Tasks and exercises:
a. According to the article on vaccines for children, which vaccine received emergency use authorization for children aged 12 to 18 years?
b. Set down the part of the article on vaccines for children that opens with the words containing "While most of" and closes with "of their bounds.".
c. Which activities does the article on vaccines for children say children seem to have resumed?

BEGIN Excerpt

Will vaccines pave way for children reclaiming their lives?

A number of vaccine contenders are appearing on the horizon to safeguard children from COVID19. Having suffered least health-wise and most life-wise, the coming year for children may depend on the jab.
Will vaccines pave way for children reclaiming their lives?
A health worker administers COVID-19 vaccines to a local in Srinagar.File: Mubashir Khan/GK

The latest on the pandemic front is the vaccination for children. With Drugs Controller General of India (DGCI) granting emergency use authorization to Covaxin of Bharat Biotech for children aged 12 to 18 years, there is a certain buzz and hope amongst many, parents of school going children particularly.

Bharat Biotech trials of Covaxin for use in children aged 2 to 18 years to the Central Drugs Standard Control Organisation (CDSCO) were submitted earlier this month for verification. Consequently the nod. Meanwhile, other candidates eying children have also appeared on the scene and it appears that the day is not far when children would also get the shot and the resultant confidence that there could be life outside the shells of their homes to which they have mostly been confined over the past nearly two years.

While most of the activities of children seem to have resumed, from visiting relatives, to restaurants, play fields and markets, the schools remain out of their bounds.

END Excerpt
BEGIN Provided information

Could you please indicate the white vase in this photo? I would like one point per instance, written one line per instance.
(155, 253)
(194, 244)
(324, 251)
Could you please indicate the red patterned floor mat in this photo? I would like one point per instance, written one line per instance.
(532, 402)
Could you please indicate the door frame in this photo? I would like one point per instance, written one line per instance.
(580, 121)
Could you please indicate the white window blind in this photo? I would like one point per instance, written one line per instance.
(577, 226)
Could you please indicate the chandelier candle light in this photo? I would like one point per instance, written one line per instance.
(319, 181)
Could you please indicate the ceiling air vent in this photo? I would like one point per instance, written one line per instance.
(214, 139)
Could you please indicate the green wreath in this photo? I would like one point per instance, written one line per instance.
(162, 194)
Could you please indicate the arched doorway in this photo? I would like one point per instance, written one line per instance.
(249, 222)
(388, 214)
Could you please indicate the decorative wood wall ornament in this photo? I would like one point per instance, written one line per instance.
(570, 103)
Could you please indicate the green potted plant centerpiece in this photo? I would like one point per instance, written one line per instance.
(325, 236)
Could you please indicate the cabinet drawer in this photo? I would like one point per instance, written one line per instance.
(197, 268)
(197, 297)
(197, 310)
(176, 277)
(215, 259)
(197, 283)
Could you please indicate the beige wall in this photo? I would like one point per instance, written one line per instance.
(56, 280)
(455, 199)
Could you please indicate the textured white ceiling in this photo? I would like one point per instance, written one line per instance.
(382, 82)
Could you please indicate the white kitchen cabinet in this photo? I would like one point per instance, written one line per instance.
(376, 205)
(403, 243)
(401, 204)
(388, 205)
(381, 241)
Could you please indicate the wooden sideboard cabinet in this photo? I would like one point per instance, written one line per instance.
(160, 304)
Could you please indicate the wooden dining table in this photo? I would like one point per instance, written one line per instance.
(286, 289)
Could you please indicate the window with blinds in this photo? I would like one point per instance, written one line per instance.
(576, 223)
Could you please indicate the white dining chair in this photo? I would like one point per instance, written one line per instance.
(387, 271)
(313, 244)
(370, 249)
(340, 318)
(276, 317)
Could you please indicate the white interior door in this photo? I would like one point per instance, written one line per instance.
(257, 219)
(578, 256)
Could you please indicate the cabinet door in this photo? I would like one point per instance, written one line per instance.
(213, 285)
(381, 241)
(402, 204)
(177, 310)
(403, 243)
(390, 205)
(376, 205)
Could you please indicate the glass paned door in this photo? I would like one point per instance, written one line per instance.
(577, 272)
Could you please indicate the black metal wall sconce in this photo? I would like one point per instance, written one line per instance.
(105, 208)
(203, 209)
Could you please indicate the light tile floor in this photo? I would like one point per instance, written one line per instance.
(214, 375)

END Provided information

Task responses:
a. Covaxin of Bharat Biotech

b.
While most of the activities of children seem to have resumed, from visiting relatives, to restaurants, play fields and markets, the schools remain out of their bounds.

c. Visiting relatives, restaurants, play fields, markets